Instruction — Write out all of the lines below, exactly and completely.

Stored data entries:

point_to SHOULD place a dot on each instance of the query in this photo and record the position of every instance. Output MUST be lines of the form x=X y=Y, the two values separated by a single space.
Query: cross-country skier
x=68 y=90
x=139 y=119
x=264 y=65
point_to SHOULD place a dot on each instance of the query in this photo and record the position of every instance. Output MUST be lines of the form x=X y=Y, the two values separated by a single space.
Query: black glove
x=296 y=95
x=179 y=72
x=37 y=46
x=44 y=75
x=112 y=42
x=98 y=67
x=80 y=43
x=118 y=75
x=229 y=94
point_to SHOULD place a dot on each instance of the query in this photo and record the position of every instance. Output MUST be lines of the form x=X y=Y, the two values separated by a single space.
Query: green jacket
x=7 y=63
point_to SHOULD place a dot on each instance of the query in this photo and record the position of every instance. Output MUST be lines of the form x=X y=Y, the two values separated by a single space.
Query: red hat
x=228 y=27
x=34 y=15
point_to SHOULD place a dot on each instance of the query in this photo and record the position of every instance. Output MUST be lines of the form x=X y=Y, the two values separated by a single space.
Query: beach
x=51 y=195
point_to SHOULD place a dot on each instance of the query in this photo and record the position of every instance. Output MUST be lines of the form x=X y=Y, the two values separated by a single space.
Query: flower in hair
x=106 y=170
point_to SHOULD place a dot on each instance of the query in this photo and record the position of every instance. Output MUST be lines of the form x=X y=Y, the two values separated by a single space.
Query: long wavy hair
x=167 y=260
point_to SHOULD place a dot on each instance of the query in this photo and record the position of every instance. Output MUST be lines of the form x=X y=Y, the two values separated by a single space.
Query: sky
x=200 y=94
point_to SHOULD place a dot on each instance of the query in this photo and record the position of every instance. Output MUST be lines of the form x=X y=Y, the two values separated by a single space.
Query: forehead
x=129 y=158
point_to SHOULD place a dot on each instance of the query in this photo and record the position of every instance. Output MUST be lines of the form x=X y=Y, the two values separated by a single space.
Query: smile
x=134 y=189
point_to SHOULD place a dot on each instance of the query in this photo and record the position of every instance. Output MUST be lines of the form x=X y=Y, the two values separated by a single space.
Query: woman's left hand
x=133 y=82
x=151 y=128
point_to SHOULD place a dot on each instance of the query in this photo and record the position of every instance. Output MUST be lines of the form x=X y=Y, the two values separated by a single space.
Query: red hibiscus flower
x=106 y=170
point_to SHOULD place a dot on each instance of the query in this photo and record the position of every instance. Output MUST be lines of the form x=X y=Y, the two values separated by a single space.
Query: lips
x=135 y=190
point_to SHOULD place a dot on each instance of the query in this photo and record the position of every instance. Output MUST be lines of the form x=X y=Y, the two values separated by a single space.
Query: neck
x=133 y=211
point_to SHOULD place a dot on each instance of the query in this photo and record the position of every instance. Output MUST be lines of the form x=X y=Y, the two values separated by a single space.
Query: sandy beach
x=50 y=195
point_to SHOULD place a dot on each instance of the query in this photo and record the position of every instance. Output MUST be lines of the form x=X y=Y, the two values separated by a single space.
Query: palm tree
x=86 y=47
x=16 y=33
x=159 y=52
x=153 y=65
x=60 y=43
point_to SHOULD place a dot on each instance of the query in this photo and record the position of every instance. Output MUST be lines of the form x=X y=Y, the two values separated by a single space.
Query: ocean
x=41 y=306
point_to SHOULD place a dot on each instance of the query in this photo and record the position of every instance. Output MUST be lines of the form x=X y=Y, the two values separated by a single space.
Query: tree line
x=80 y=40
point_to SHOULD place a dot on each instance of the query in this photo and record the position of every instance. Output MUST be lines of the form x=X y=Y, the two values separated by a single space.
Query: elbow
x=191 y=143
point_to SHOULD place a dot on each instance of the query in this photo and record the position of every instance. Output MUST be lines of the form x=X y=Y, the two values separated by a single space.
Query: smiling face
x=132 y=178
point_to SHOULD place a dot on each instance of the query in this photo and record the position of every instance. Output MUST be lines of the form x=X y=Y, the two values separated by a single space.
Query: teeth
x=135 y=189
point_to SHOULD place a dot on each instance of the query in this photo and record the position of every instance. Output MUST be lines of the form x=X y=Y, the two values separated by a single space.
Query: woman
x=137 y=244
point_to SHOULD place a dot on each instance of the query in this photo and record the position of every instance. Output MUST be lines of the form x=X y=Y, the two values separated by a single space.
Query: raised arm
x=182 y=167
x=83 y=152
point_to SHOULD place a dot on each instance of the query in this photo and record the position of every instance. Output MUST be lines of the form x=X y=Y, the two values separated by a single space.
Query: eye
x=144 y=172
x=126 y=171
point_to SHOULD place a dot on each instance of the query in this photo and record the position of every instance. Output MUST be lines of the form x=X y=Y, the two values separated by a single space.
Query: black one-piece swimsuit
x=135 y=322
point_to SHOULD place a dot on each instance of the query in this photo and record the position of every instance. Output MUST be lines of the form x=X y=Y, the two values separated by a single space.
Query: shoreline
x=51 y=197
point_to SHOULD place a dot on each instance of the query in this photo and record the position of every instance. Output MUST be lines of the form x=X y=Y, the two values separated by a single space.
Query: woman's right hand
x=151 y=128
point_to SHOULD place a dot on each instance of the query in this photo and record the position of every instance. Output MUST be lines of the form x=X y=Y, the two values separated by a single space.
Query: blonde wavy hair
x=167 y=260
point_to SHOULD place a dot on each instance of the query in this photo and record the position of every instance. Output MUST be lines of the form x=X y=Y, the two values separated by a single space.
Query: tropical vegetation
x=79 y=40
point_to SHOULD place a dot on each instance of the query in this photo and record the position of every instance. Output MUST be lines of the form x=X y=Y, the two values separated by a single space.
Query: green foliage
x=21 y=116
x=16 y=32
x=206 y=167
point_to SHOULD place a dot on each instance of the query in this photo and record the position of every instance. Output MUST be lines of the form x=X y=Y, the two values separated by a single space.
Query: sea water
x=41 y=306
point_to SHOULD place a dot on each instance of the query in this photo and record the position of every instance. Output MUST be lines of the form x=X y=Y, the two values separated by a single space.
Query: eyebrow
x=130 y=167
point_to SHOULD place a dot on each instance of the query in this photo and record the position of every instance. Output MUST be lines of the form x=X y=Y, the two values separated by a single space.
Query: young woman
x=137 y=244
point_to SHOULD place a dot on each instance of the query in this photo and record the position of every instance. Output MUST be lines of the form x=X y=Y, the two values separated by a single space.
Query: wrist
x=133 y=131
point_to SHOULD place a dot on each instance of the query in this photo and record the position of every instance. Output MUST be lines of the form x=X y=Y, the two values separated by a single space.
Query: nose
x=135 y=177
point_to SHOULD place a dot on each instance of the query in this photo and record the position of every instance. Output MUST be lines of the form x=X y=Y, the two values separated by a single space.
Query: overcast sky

Result —
point_to SHOULD place a dot on each instance of the query in this photo and record the position of every instance. Output MUST be lines of the form x=X y=Y, the two values separated by a single space.
Query: cross-country skier
x=68 y=90
x=139 y=119
x=264 y=65
point_to SHOULD place a dot on each instance of the query in this photo and record the position of every instance. Output MUST be lines of the form x=X y=Y, the two values separated by a single space.
Query: black glove
x=296 y=95
x=179 y=72
x=37 y=46
x=44 y=75
x=112 y=42
x=98 y=67
x=80 y=43
x=118 y=75
x=229 y=94
point_to SHOULD place a dot on each instance of the query in this photo and record the position of every instance. Output MUST be lines of the form x=X y=Y, the two values separated by a single space.
Query: green jacket
x=7 y=63
point_to SHOULD place a dot on each instance of the query in this photo and record the position of every instance. Output MUST be lines of the form x=X y=Y, the two values separated by a single space.
Query: red hat
x=228 y=27
x=34 y=15
point_to SHOULD place a dot on each instance of the query in this photo and record the position of every instance. Output MUST be lines of the form x=X y=Y, the two values separated by a single space.
Query: beach
x=51 y=195
point_to SHOULD place a dot on each instance of the query in this photo and record the position of every instance. Output MUST be lines of the form x=X y=Y, the two values separated by a single space.
Query: flower in hair
x=106 y=170
point_to SHOULD place a dot on each instance of the query in this photo and record the position of every instance. Output MUST be lines of the form x=X y=Y, the two values separated by a single space.
Query: long wavy hair
x=167 y=260
point_to SHOULD place a dot on each instance of the query in this photo and record the position of every instance. Output MUST be lines of the form x=X y=Y, the two values separated by a single space.
Query: sky
x=200 y=94
point_to SHOULD place a dot on each instance of the query in this photo and record the position of every instance. Output MUST be lines of the form x=X y=Y, the two values separated by a single space.
Query: forehead
x=129 y=158
point_to SHOULD place a dot on each instance of the query in this photo and record the position of every instance. Output MUST be lines of the form x=X y=Y, the two values separated by a single space.
Query: smile
x=134 y=189
point_to SHOULD place a dot on each instance of the query in this photo and record the position of every instance. Output MUST be lines of the form x=X y=Y, the two values separated by a single space.
Query: woman's left hand
x=133 y=82
x=151 y=128
point_to SHOULD place a dot on each instance of the query in this photo and record the position of every instance. Output MUST be lines of the form x=X y=Y, the two values separated by a single space.
Query: red hibiscus flower
x=106 y=170
point_to SHOULD place a dot on each instance of the query in this photo and record the position of every instance. Output MUST be lines of the form x=X y=Y, the two values separated by a single space.
Query: lips
x=135 y=190
point_to SHOULD place a dot on each instance of the query in this photo and record the position of every instance. Output MUST be lines of the form x=X y=Y, the two values separated by a single space.
Query: neck
x=133 y=211
point_to SHOULD place a dot on each instance of the query in this photo and record the position of every instance. Output MUST be lines of the form x=X y=Y, the two values separated by a single space.
Query: sandy beach
x=50 y=195
point_to SHOULD place a dot on each instance of the query in this photo and record the position of every instance. Output MUST be lines of the form x=X y=Y, the two values separated by a single space.
Query: palm tree
x=86 y=47
x=16 y=33
x=159 y=52
x=153 y=65
x=60 y=43
point_to SHOULD place a dot on each instance of the query in this photo and record the position of every instance. Output MUST be lines of the form x=X y=Y, the two values separated by a single space.
Query: ocean
x=41 y=306
point_to SHOULD place a dot on each instance of the query in this photo and record the position of every instance. Output MUST be lines of the form x=X y=Y, the two values separated by a single space.
Query: tree line
x=80 y=40
point_to SHOULD place a dot on each instance of the query in this photo and record the position of every instance. Output MUST be lines of the form x=X y=Y, the two values separated by a single space.
Query: elbow
x=191 y=143
point_to SHOULD place a dot on each instance of the query in this photo and record the position of every instance. Output MUST be lines of the form x=X y=Y, the two values separated by a single space.
Query: smiling face
x=132 y=178
point_to SHOULD place a dot on each instance of the query in this photo and record the position of every instance. Output MUST be lines of the form x=X y=Y, the two values separated by a single space.
Query: teeth
x=135 y=189
point_to SHOULD place a dot on each instance of the query in this photo and record the position of every instance. Output MUST be lines of the form x=X y=Y, the two values separated by a single space.
Query: woman
x=137 y=244
point_to SHOULD place a dot on each instance of the query in this photo and record the position of every instance. Output MUST be lines of the form x=X y=Y, the two values separated by a single space.
Query: raised arm
x=182 y=167
x=83 y=152
point_to SHOULD place a dot on each instance of the query in this photo and record the position of every instance. Output MUST be lines of the form x=X y=Y, the two values separated by a single space.
Query: eye
x=144 y=172
x=126 y=171
point_to SHOULD place a dot on each instance of the query in this photo and record the position of every instance. Output MUST be lines of the form x=X y=Y, the two values separated by a single space.
Query: black one-piece swimsuit
x=135 y=322
point_to SHOULD place a dot on each instance of the query in this photo and record the position of every instance. Output MUST be lines of the form x=X y=Y, the two values separated by a single space.
Query: shoreline
x=51 y=197
point_to SHOULD place a dot on each instance of the query in this photo and record the position of every instance. Output MUST be lines of the form x=X y=Y, the two values separated by a single space.
Query: woman's right hand
x=151 y=128
point_to SHOULD place a dot on each instance of the query in this photo and record the position of every instance. Output MUST be lines of the form x=X y=Y, the two values separated by a single space.
Query: blonde wavy hair
x=167 y=260
point_to SHOULD place a dot on each instance of the query in this photo and record the position of every instance. Output MUST be lines of the form x=X y=Y, the two values separated by a single space.
Query: tropical vegetation
x=79 y=40
point_to SHOULD place a dot on each instance of the query in this photo and record the position of every instance. Output MUST be lines of the form x=X y=Y, the two values separated by a single space.
Query: green foliage
x=21 y=116
x=16 y=32
x=206 y=167
point_to SHOULD place a dot on each instance of the query in this photo and record the position of every instance. Output MUST be lines of the form x=X y=Y, the two values separated by a single space.
Query: sea water
x=41 y=306
point_to SHOULD place a dot on each instance of the query in this photo and record the position of every instance. Output MUST be lines of the form x=X y=Y, the two values separated by a single space.
Query: eyebrow
x=130 y=167
point_to SHOULD place a dot on each instance of the query in this photo and record the position of every instance. Output MUST be lines of the form x=X y=Y, the two values separated by a single space.
Query: young woman
x=137 y=244
point_to SHOULD place a dot on each instance of the query in this photo and record the position of every instance. Output MUST be lines of the form x=X y=Y, the two values separated by a single space.
Query: wrist
x=133 y=131
point_to SHOULD place a dot on each instance of the query in this photo and record the position of every instance. Output MUST be lines of the form x=X y=Y, the two values separated by a single space.
Query: nose
x=135 y=177
point_to SHOULD place a dot on each instance of the query in this photo and record the position of every instance. Output MUST be lines of the form x=X y=Y, the two values separated by a single space.
Query: overcast sky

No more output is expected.